Since most cats carrying the organism do not show any signs of sickness themselves, not many people request testing for their cats. However, people who may be at higher risk for complications from CSD may wish to talk to their veterinarian about testing for their cat. Bartonella testing may also be recommended for cats that develop one of the conditions that may be caused by infection with this organism (as mentioned above). People considering testing for their cats should be aware that there are several tests available for Bartonella, and that each test has limitations. Available tests include blood culture, PCR, EIA, IFA, and Western Blot. The Bartonella organism does not circulate constantly in the blood, but only intermittently, which can cause difficulty in the interpretation of test results.

◆ Material supplied ◆
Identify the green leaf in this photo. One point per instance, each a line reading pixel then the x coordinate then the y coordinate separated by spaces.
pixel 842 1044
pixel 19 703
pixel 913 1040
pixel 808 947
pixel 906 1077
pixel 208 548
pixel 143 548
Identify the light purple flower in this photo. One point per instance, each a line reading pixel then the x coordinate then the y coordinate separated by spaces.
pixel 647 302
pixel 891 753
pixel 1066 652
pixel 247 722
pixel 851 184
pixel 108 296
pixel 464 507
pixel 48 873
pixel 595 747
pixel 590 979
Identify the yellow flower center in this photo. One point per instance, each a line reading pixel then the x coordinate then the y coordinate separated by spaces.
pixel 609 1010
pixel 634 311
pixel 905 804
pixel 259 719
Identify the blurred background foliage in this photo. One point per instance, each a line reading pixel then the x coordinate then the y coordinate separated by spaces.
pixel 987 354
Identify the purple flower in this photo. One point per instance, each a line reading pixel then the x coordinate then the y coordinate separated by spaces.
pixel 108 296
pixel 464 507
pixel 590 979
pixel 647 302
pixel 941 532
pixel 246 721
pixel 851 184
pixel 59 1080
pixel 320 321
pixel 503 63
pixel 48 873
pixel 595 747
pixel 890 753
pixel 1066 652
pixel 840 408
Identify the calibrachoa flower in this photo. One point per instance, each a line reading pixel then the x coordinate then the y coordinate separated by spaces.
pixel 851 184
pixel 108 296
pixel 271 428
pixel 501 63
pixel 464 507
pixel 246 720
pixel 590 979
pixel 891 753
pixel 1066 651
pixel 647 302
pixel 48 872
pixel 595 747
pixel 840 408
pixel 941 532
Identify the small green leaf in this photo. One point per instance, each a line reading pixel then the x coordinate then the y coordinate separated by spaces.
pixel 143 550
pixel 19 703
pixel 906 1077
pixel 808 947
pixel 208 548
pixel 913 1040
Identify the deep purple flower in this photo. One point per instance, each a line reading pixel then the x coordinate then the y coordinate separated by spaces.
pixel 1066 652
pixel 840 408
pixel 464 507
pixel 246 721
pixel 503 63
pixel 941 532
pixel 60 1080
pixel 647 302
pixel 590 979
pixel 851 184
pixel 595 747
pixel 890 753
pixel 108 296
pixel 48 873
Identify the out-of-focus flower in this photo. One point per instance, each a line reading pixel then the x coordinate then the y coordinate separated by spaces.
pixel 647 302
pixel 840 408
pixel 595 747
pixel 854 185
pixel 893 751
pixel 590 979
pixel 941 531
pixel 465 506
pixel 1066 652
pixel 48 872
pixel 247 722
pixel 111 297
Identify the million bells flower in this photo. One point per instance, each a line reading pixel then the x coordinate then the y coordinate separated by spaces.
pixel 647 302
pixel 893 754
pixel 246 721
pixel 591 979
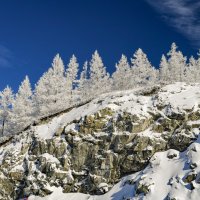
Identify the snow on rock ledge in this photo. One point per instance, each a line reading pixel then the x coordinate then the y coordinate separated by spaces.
pixel 91 147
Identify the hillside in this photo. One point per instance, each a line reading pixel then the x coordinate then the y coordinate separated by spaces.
pixel 136 144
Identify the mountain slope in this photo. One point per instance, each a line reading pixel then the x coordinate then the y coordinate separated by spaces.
pixel 90 148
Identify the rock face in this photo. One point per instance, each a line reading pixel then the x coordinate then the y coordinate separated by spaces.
pixel 100 142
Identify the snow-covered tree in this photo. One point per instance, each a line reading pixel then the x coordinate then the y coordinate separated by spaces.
pixel 22 114
pixel 142 71
pixel 99 79
pixel 177 64
pixel 121 77
pixel 6 100
pixel 72 82
pixel 164 70
pixel 51 90
pixel 72 72
pixel 83 83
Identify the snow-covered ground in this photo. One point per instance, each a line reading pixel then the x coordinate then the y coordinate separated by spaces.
pixel 166 175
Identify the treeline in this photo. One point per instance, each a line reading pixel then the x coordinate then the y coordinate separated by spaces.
pixel 61 87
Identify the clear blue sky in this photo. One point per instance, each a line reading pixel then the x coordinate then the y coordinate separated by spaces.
pixel 33 31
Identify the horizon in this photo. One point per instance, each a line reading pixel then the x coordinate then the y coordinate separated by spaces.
pixel 34 32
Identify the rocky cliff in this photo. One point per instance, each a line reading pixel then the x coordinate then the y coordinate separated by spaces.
pixel 91 147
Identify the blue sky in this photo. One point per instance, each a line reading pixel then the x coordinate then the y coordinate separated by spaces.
pixel 33 31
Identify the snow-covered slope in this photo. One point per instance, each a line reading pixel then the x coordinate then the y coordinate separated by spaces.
pixel 169 175
pixel 152 134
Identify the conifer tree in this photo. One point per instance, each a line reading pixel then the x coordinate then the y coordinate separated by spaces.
pixel 6 100
pixel 121 77
pixel 83 83
pixel 72 82
pixel 164 70
pixel 99 78
pixel 22 114
pixel 142 71
pixel 51 90
pixel 177 64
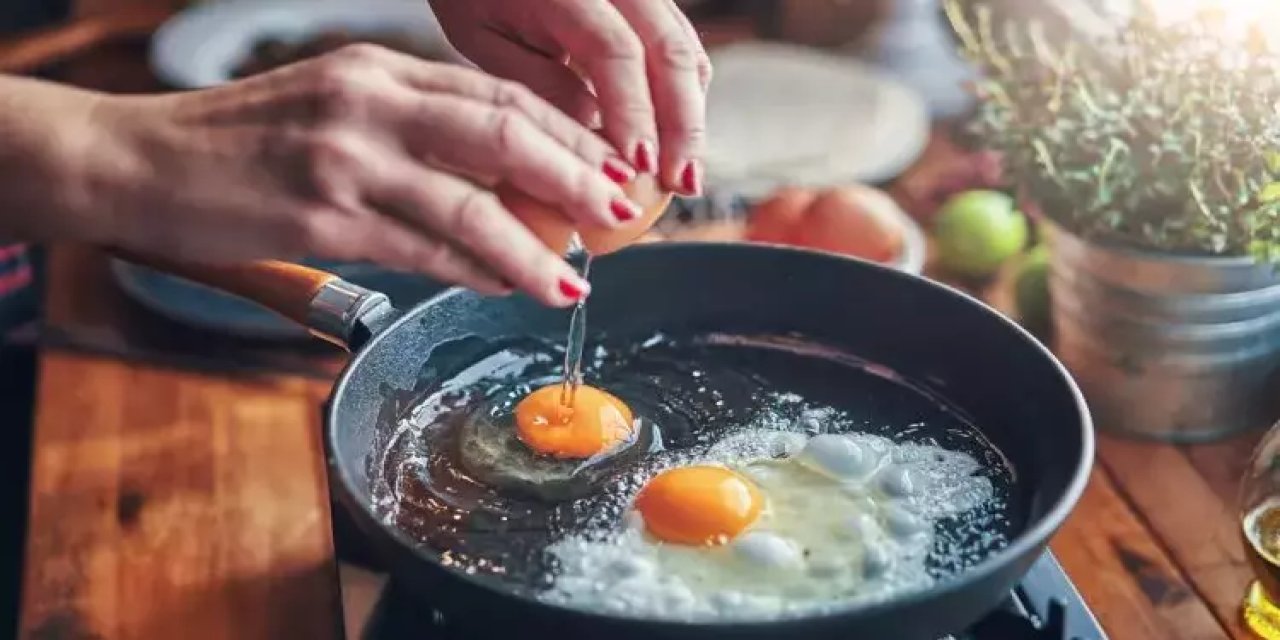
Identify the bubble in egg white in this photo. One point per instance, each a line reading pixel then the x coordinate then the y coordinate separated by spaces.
pixel 897 481
pixel 863 526
pixel 839 457
pixel 827 568
pixel 630 567
pixel 768 551
pixel 757 444
pixel 876 561
pixel 901 522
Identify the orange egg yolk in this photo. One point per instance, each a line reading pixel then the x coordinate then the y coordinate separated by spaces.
pixel 594 423
pixel 698 504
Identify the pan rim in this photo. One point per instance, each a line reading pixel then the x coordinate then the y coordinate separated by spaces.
pixel 1038 534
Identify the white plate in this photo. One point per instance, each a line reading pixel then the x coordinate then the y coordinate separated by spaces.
pixel 782 114
pixel 201 46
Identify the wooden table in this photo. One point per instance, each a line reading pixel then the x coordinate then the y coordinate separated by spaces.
pixel 168 503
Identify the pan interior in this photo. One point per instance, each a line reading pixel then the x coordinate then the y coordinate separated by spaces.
pixel 698 392
pixel 941 343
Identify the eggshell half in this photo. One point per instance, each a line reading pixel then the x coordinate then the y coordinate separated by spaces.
pixel 556 231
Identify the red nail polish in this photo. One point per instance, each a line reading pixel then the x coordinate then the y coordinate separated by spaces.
pixel 624 210
pixel 691 179
pixel 617 170
pixel 645 160
pixel 572 289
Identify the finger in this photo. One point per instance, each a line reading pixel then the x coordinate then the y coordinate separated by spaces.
pixel 444 78
pixel 600 41
pixel 704 67
pixel 476 222
pixel 391 243
pixel 542 71
pixel 676 65
pixel 499 144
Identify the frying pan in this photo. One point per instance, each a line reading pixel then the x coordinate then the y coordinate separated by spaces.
pixel 1010 385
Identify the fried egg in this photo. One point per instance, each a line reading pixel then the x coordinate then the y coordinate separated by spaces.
pixel 552 451
pixel 595 421
pixel 771 522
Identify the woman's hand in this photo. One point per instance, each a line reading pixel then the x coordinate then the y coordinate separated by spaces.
pixel 645 69
pixel 362 154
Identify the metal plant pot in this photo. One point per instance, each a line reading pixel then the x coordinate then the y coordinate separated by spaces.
pixel 1178 348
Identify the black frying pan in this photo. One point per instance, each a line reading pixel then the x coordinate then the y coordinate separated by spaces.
pixel 1013 388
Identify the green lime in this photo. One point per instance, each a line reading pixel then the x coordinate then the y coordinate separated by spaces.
pixel 1031 289
pixel 977 232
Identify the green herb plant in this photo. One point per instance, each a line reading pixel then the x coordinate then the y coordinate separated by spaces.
pixel 1159 137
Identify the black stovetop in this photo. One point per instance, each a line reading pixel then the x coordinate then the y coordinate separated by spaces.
pixel 1043 607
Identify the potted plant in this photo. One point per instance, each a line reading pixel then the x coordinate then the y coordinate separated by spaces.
pixel 1150 156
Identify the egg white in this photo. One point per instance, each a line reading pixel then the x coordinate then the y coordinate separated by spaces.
pixel 846 517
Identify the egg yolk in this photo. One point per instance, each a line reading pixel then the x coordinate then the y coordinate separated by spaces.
pixel 698 504
pixel 594 423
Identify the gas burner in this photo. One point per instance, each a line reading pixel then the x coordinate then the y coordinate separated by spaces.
pixel 1045 606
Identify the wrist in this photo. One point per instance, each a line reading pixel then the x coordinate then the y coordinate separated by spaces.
pixel 51 163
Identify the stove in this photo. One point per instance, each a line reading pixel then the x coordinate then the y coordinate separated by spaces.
pixel 1045 606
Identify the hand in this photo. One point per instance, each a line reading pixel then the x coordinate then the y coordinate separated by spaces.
pixel 362 154
pixel 645 69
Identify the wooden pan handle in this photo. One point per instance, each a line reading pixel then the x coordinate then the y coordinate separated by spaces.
pixel 286 288
pixel 40 48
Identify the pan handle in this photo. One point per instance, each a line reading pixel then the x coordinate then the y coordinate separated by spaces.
pixel 332 309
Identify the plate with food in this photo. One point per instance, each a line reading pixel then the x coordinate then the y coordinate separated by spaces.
pixel 214 42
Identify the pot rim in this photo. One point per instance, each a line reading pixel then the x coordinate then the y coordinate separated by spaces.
pixel 1132 252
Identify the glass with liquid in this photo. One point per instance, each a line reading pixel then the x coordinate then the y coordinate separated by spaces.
pixel 1260 531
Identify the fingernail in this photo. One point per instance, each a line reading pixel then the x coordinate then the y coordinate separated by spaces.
pixel 645 158
pixel 617 170
pixel 574 288
pixel 624 210
pixel 691 178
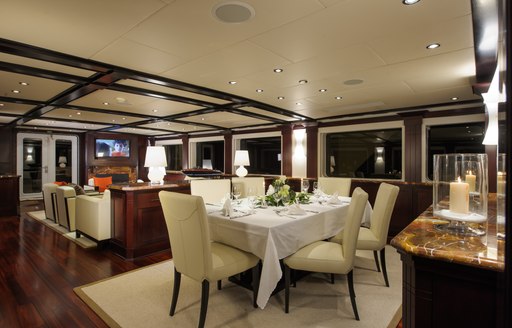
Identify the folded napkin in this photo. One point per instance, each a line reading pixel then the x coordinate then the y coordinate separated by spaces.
pixel 227 208
pixel 295 209
pixel 334 199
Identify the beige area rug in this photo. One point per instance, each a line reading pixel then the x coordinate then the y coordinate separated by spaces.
pixel 83 241
pixel 141 298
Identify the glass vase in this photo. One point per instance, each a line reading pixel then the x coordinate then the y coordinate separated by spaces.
pixel 460 193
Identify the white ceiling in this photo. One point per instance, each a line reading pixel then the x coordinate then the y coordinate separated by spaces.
pixel 326 42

◆ Exercises to complete ◆
1. According to the passage on Bartonella testing in cats, what tests are available?
2. Continue the passage on Bartonella testing in cats from its last sentence.

◆ Answers in order ◆
1. Blood culture, PCR, EIA, IFA, and Western Blot.

2.
Blood culture (growing the Bartonella organism from a blood sample) is considered the most reliable test in cats, but because the organism only circulates intermittently, several consecutive cultures are needed to be certain whether the organism is present or not. Polymerase chain reaction (PCR) is a very sensitive DNA test that can detect the presence of Bartonella DNA, but because the organism circulates intermittently, PCR may also need to be repeated several times. However, results can usually be obtained more rapidly than with blood culture. Enzyme immunoassay (EIA), Immunofluorescent Antibody (IFA), and Western Blot all test for antibodies to the Bartonella organism. The level of antibody present is reported as a number called a 'titer.' For many diseases, a certain titer is considered indicative of exposure to the disease. However, an antibody titer indicative of infection has not yet been established and agreed upon for Bartonella in cats. This makes it difficult to interpret these test results. Research is continuing in this area.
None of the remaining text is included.